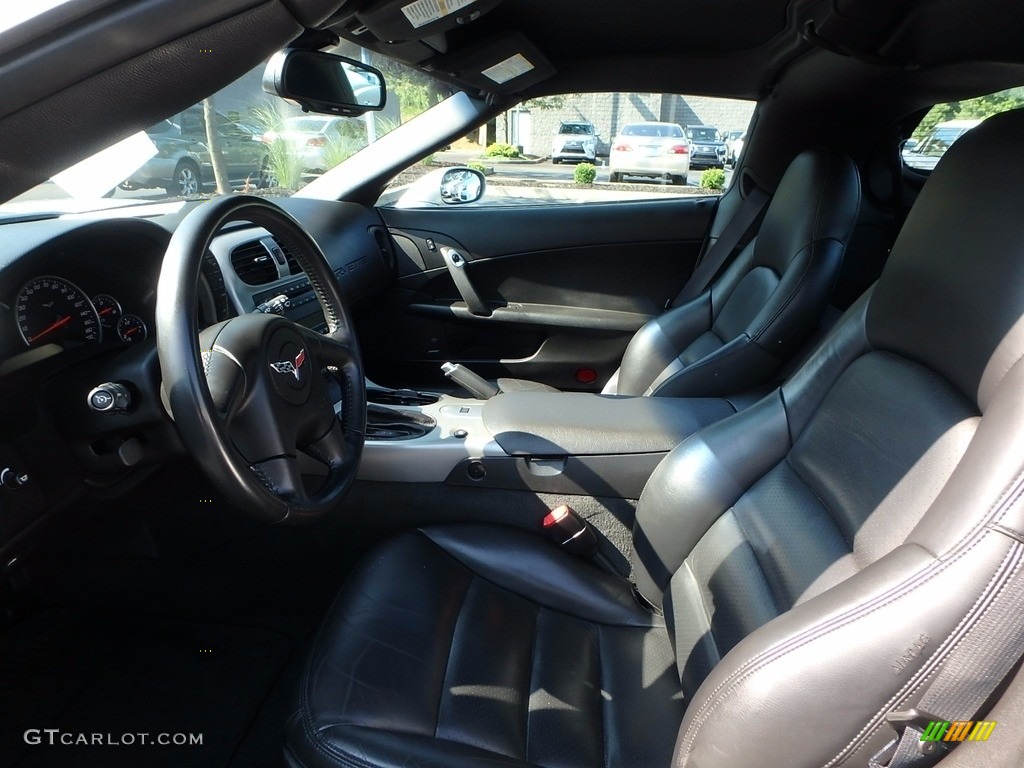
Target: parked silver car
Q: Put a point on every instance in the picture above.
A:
(657, 150)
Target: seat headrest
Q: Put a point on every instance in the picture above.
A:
(951, 295)
(817, 199)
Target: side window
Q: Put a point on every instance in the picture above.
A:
(945, 123)
(597, 147)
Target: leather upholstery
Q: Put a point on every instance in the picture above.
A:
(501, 650)
(816, 555)
(759, 312)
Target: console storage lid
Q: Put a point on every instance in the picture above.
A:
(583, 424)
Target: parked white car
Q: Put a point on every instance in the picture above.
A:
(656, 150)
(576, 141)
(925, 155)
(308, 136)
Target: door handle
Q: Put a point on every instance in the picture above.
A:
(456, 264)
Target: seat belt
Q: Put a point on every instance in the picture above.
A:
(973, 671)
(721, 249)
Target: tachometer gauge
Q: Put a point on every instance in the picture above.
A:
(132, 328)
(108, 308)
(51, 309)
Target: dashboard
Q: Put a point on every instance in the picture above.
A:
(77, 310)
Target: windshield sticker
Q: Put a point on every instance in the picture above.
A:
(95, 176)
(510, 69)
(423, 12)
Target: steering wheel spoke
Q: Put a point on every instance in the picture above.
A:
(282, 477)
(333, 449)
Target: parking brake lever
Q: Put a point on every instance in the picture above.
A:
(456, 264)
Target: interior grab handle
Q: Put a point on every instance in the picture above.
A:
(456, 263)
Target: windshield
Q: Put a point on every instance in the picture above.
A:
(653, 130)
(239, 139)
(702, 134)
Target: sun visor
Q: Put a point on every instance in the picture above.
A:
(504, 64)
(398, 20)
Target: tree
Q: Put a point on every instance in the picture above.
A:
(213, 144)
(972, 109)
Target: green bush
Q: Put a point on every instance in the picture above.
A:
(585, 173)
(341, 147)
(502, 151)
(285, 165)
(713, 178)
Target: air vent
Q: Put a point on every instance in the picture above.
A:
(384, 247)
(214, 278)
(253, 264)
(293, 265)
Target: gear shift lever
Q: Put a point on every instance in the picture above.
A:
(472, 383)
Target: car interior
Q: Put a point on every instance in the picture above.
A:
(706, 478)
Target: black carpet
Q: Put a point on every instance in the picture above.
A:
(93, 673)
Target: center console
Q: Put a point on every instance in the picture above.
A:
(555, 442)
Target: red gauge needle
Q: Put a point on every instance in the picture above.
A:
(62, 322)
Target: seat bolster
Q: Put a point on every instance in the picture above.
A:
(725, 371)
(656, 345)
(534, 567)
(804, 391)
(696, 482)
(780, 327)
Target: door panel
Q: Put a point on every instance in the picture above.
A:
(566, 287)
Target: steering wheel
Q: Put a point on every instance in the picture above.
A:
(249, 394)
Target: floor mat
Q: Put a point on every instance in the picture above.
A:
(102, 681)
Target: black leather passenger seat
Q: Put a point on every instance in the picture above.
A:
(758, 313)
(819, 557)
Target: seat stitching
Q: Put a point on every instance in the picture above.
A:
(915, 682)
(545, 607)
(775, 652)
(600, 695)
(705, 361)
(448, 660)
(337, 753)
(807, 484)
(704, 609)
(800, 284)
(529, 681)
(757, 561)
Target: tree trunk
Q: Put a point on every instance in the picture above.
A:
(213, 142)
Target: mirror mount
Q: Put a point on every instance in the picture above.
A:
(462, 185)
(325, 83)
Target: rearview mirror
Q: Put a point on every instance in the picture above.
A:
(325, 83)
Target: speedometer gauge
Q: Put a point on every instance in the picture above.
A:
(108, 308)
(51, 309)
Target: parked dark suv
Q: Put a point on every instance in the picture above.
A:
(182, 163)
(708, 147)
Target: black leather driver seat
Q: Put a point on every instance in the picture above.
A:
(764, 306)
(816, 556)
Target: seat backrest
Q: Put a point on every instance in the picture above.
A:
(740, 330)
(818, 554)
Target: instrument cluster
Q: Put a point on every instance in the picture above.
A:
(52, 309)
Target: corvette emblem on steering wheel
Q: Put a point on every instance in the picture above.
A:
(288, 367)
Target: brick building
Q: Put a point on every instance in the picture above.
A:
(532, 127)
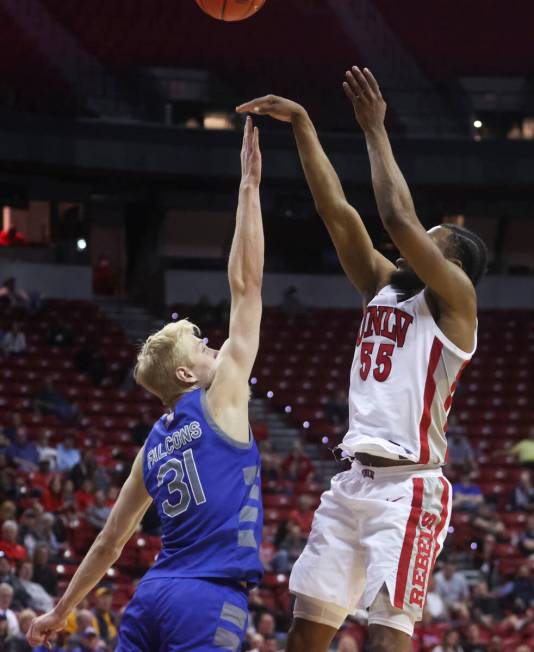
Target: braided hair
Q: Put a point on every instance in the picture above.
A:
(470, 249)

------------------------------------

YOUR OBJECTIVE
Exactly as they appear, repeat the lines from the one containing "Target: rearview mirror" through the last line of the entries, counting both ends. Pictures stay out.

THE RESPONSE
Target: rearview mirror
Q: Put a point on every instance in the picture above.
A:
(325, 83)
Target: speedometer gauge
Q: Put a point on every instance in the picture above.
A:
(108, 308)
(51, 309)
Target: parked dark suv
Q: Put a point on every instance in the picture above.
A:
(182, 163)
(708, 147)
Target: black leather driver seat
Q: Put a point on every instance in the picture above.
A:
(764, 306)
(816, 556)
Target: seat backrest
Q: Put a point on every instance in the picture above.
A:
(740, 330)
(818, 554)
Target: instrument cluster
Q: Put a point on every instance in the picture above.
A:
(52, 309)
Target: corvette emblem on steering wheel
Q: Put a point on every instance in the picture above.
A:
(288, 367)
Target: brick building
Q: Put a point on every instance in the picture above.
A:
(532, 127)
Target: braided hair
Q: Put a point on every instance in the picture above.
A:
(470, 249)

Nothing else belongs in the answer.